_WORK TO BE COMPLETED_:
Please repeat the listing below word for word from start to finish, leaving out the pictures.

── GIVEN RECORDS ──

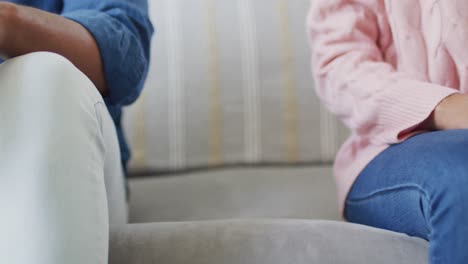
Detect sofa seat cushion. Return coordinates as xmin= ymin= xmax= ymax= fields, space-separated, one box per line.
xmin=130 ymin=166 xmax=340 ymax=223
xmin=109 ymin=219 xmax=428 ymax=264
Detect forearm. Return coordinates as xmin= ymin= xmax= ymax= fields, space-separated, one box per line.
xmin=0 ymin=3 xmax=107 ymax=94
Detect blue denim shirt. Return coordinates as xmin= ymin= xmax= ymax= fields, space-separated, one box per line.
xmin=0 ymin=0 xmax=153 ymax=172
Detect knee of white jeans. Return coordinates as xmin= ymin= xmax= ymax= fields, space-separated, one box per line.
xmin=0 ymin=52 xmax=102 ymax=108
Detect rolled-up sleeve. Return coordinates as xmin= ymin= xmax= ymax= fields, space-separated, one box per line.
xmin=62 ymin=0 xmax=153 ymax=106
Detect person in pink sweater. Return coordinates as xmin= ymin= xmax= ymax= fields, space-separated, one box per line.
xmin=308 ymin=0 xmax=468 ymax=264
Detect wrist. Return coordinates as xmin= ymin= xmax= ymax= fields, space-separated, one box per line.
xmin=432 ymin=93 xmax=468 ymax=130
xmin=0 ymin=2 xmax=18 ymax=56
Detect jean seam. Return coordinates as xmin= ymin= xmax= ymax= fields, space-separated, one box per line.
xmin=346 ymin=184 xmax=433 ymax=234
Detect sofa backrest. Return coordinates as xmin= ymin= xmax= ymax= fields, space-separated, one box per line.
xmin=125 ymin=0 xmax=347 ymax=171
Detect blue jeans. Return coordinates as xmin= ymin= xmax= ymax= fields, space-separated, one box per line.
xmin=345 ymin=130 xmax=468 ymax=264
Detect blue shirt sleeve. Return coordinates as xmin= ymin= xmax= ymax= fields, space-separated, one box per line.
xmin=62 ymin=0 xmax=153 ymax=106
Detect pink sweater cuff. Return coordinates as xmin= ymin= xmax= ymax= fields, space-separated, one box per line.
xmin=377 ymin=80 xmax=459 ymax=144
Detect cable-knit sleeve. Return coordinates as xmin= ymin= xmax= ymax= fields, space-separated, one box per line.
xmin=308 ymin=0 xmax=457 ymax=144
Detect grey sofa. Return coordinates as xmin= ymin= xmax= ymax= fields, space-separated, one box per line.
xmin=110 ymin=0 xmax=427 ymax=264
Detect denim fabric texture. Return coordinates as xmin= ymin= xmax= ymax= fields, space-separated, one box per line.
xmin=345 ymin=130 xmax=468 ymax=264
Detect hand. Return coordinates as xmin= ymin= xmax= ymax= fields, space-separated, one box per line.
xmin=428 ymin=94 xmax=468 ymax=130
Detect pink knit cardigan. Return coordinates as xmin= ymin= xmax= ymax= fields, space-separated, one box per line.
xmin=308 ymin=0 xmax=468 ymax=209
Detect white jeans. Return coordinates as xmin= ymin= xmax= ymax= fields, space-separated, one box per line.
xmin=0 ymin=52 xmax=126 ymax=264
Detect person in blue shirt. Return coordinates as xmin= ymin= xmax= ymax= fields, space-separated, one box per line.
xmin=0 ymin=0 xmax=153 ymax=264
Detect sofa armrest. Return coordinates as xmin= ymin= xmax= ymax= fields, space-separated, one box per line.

───

_WRITTEN SOLUTION_:
Detect sofa seat cushion. Return coordinates as xmin= ymin= xmax= ymax= fields, space-separated, one box per line.
xmin=130 ymin=166 xmax=340 ymax=223
xmin=109 ymin=219 xmax=428 ymax=264
Detect forearm. Return coordinates as xmin= ymin= xmax= ymax= fields, space-separated, one box per line.
xmin=0 ymin=3 xmax=107 ymax=94
Detect blue denim shirt. Return coordinates as xmin= ymin= xmax= ymax= fields, space-separated, one box per line.
xmin=0 ymin=0 xmax=153 ymax=172
Detect knee of white jeans. Return coordinates as xmin= ymin= xmax= ymax= fields, space-separated, one box per line.
xmin=0 ymin=52 xmax=102 ymax=108
Detect rolled-up sleeve. Return coordinates as xmin= ymin= xmax= ymax= fields, space-separated, one box per line.
xmin=62 ymin=0 xmax=153 ymax=106
Detect person in pink sweater. Return coordinates as xmin= ymin= xmax= ymax= fields, space-separated, one box per line.
xmin=308 ymin=0 xmax=468 ymax=264
Detect wrist. Return coordinates as xmin= ymin= xmax= ymax= fields, space-separated, one box per line.
xmin=432 ymin=93 xmax=468 ymax=130
xmin=0 ymin=2 xmax=18 ymax=56
Detect jean seam. Return coordinates as xmin= ymin= xmax= ymax= fields, space-separated, one box per line.
xmin=346 ymin=184 xmax=433 ymax=234
Detect sofa backrest. Return coordinates as xmin= ymin= xmax= ymax= fields, space-separated, one box per line.
xmin=125 ymin=0 xmax=347 ymax=171
Detect blue jeans. Return coordinates as xmin= ymin= xmax= ymax= fields, space-separated, one box per line.
xmin=345 ymin=130 xmax=468 ymax=264
Detect blue shirt sleeve. Return coordinates as xmin= ymin= xmax= ymax= fields, space-separated, one box per line.
xmin=62 ymin=0 xmax=153 ymax=106
Detect pink sweater cuff. Return coordinates as xmin= ymin= xmax= ymax= fields, space-separated, one box per line.
xmin=377 ymin=80 xmax=459 ymax=144
Detect cable-knit sleeve. Return coordinates as xmin= ymin= xmax= ymax= fields, space-separated, one box per line.
xmin=308 ymin=0 xmax=457 ymax=144
Detect grey sofa. Return coordinates as xmin= ymin= xmax= ymax= fields, space-separated, one box per line.
xmin=110 ymin=0 xmax=427 ymax=264
Detect denim fabric texture. Return coordinates as xmin= ymin= xmax= ymax= fields, space-separated, one box per line.
xmin=345 ymin=130 xmax=468 ymax=264
Detect hand. Return coordinates as xmin= ymin= xmax= ymax= fields, space-separated, one box per line.
xmin=428 ymin=94 xmax=468 ymax=130
Detect pink knit cardigan. Return coordinates as xmin= ymin= xmax= ymax= fields, space-separated, one box per line.
xmin=308 ymin=0 xmax=468 ymax=209
Detect white jeans. Return coordinates as xmin= ymin= xmax= ymax= fields, space-separated, one box per line.
xmin=0 ymin=52 xmax=126 ymax=264
Detect person in blue shirt. Return coordinates as xmin= ymin= xmax= ymax= fields, space-separated, one box per line.
xmin=0 ymin=0 xmax=153 ymax=264
Detect sofa armrest. Return coordinates as xmin= ymin= xmax= ymax= fields, space-separated, one box per line.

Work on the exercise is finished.